>> Begin Raw records
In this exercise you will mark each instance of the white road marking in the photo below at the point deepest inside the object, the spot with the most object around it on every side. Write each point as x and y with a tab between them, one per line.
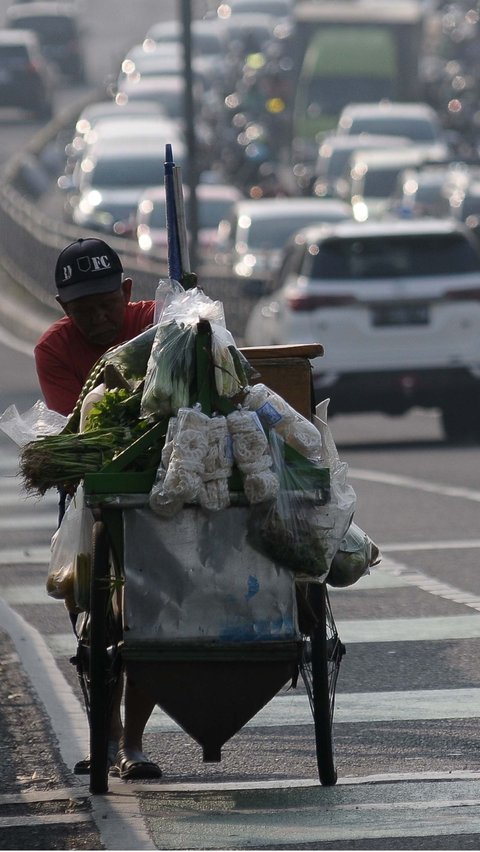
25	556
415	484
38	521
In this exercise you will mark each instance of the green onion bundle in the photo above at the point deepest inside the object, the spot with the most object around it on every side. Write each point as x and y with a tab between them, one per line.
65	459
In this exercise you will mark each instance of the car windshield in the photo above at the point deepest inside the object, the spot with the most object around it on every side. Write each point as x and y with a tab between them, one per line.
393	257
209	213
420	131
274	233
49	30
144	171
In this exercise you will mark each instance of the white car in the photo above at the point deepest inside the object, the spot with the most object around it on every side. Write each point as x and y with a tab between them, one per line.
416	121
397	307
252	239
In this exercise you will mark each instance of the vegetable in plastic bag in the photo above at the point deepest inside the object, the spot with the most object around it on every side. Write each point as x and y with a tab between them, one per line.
>> End Raw records
Set task
Write out every line of the records above again, requests included, but shift each point coordinate in the answers by adding 72 to it. Leave the pictures out.

Task output
In this exercise you will mark each instance of the white road marking in the photo below at the point deepest inside the object, the spot with the most object around it on every side. Write each point as x and y with a tab between them, one per line.
97	628
487	556
110	593
In this exercise you will mark each instance of the green onion bundle in the photo above at the point deepest inside the object, the spot with the most object around it on every side. Write each point as x and y with a tab between them, one per line.
137	531
In this exercise you will mark each instance of the car windshield in the photo above at the point deepest inside the object, the spot with the most object around it on every side. Write each point as x and y with a tab between them, one per line.
465	329
281	285
492	203
346	305
121	102
216	243
In this exercise you will mark each instance of the white car in the photo above at the point deepest inside the object, the spot with the most object around it on every side. Write each point as x and y with a tab between them, one per line.
488	193
469	379
324	311
In this exercise you will mark each instance of the vegetable in plastic bag in the photo above at the point deepest inside the object, the spot with the most object around it on every side. Write each point as x and y with a tab between them, one per line.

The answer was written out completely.